(INSTRUCTION)
In every one of the items below, substitute "partly hidden instances" for "partially occluded instances" and write the lines out again with nothing else changed. Omit the pictures from your answer.

────────────────────────────────────────

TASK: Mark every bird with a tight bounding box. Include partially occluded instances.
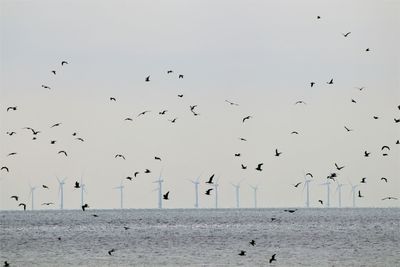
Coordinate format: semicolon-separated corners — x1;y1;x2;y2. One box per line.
206;173;215;184
225;99;239;106
18;203;26;210
335;163;344;171
382;197;397;200
269;254;276;263
50;122;61;128
256;163;264;171
58;150;68;156
163;191;169;200
114;154;125;160
242;116;251;123
293;182;301;187
0;166;10;172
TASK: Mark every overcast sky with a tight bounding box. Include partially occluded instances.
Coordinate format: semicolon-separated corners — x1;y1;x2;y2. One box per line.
0;0;400;209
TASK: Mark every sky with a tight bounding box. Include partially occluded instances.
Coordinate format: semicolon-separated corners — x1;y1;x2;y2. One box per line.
0;0;400;210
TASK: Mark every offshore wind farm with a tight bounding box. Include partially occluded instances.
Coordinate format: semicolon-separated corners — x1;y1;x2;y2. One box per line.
0;0;400;266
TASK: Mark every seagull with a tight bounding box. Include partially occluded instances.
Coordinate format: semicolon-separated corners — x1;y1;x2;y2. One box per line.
256;163;264;171
225;100;239;106
206;173;215;184
269;254;276;263
242;116;251;122
58;150;68;156
0;166;10;172
335;163;344;171
114;154;125;160
163;191;169;200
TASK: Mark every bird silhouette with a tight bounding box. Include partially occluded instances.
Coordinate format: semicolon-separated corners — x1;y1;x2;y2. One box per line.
163;191;169;200
0;166;10;172
269;254;276;263
58;150;68;156
242;116;251;123
256;163;264;171
114;154;125;160
335;163;344;171
18;203;26;210
206;173;215;184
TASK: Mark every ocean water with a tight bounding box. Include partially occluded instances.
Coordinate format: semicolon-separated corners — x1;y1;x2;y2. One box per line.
0;208;400;267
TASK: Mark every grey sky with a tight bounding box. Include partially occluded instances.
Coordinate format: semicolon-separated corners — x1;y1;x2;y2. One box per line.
0;0;400;209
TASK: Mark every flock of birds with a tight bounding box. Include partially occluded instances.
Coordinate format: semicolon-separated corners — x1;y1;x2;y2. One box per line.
0;13;400;267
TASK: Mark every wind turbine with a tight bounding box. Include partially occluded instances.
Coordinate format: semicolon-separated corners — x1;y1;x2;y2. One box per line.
189;176;200;209
335;182;345;208
153;169;164;209
250;185;258;209
231;179;243;209
57;177;67;210
29;184;36;210
114;181;125;210
320;181;331;208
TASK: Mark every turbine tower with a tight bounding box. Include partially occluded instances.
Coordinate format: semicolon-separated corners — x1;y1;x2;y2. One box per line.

────────────────────────────────────────

(WRITTEN RESPONSE)
TASK: Mark every bird with a tight bounding box. Include partly hidden instances.
Coordinate format: semicolon-separated corners — x1;y1;x2;y2. One box per line.
206;173;215;184
225;99;239;106
18;203;26;210
335;163;344;171
382;197;397;200
269;254;276;263
50;122;61;128
256;163;264;171
58;150;68;156
163;191;169;200
114;154;125;160
242;116;251;123
293;182;301;187
0;166;10;172
TASK: Mark every overcast sky with a tight bounding box. Include partly hidden instances.
Coordinate format: semicolon-separated corners — x1;y1;x2;y2. One box per line.
0;0;400;209
TASK: Mark every sky with a tight bounding box. Include partly hidden instances.
Coordinate format: semicolon-separated corners — x1;y1;x2;y2. One box per line.
0;0;400;210
TASK: Mark every offshore wind farm with a tight bounding box. Include partly hidden instances.
Coordinate format: semicolon-separated corners — x1;y1;x2;y2. One box per line.
0;0;400;266
TASK: Mark every seagull with a tight bounding box. Include partly hidden instances.
Coordinate format: semicolon-separated corners — x1;y1;x2;y2. One box per line.
256;163;264;171
225;100;239;106
206;173;215;184
269;254;276;263
242;116;251;122
58;150;68;156
0;166;10;172
335;163;344;171
114;154;125;160
163;191;169;200
TASK: Mark every bird silhouette with a tight bounding box. Include partly hidden instances.
Coordinate format: semicolon-separated corners — x1;y1;x2;y2. One box per line.
163;191;169;200
0;166;10;172
269;254;276;263
58;150;68;156
242;116;251;123
256;163;264;171
114;154;125;160
335;163;344;171
18;203;26;210
206;173;215;184
TASK: Mark every ocean water with a tight bounding box. Include partly hidden instances.
Coordinate format: semicolon-separated corners — x1;y1;x2;y2. One box per line.
0;208;400;267
TASK: Mark every grey sky with a tight bounding box. Include partly hidden instances.
Coordinate format: semicolon-separated corners — x1;y1;x2;y2. One box per line.
0;0;400;209
TASK: Mark every flock of birds with a tight bounding box. Include partly hidden instances.
Coordinate format: semicolon-separated corners — x1;y1;x2;y2. One box per line.
0;13;400;267
TASK: Mark every wind turbine with a tight bounding box. Include partly hidden instances.
Coordinate format: semicolon-separated corners — x1;y1;x2;y2. One box per line.
189;176;200;209
335;182;345;208
153;169;164;209
250;185;258;209
231;179;243;209
57;177;67;210
29;184;36;210
114;181;125;210
320;181;331;208
TASK: Mark every turbine tower with a tight bounding box. Include partly hidden instances.
Coordinate format: semicolon-separated corners — x1;y1;x2;y2. One box per line.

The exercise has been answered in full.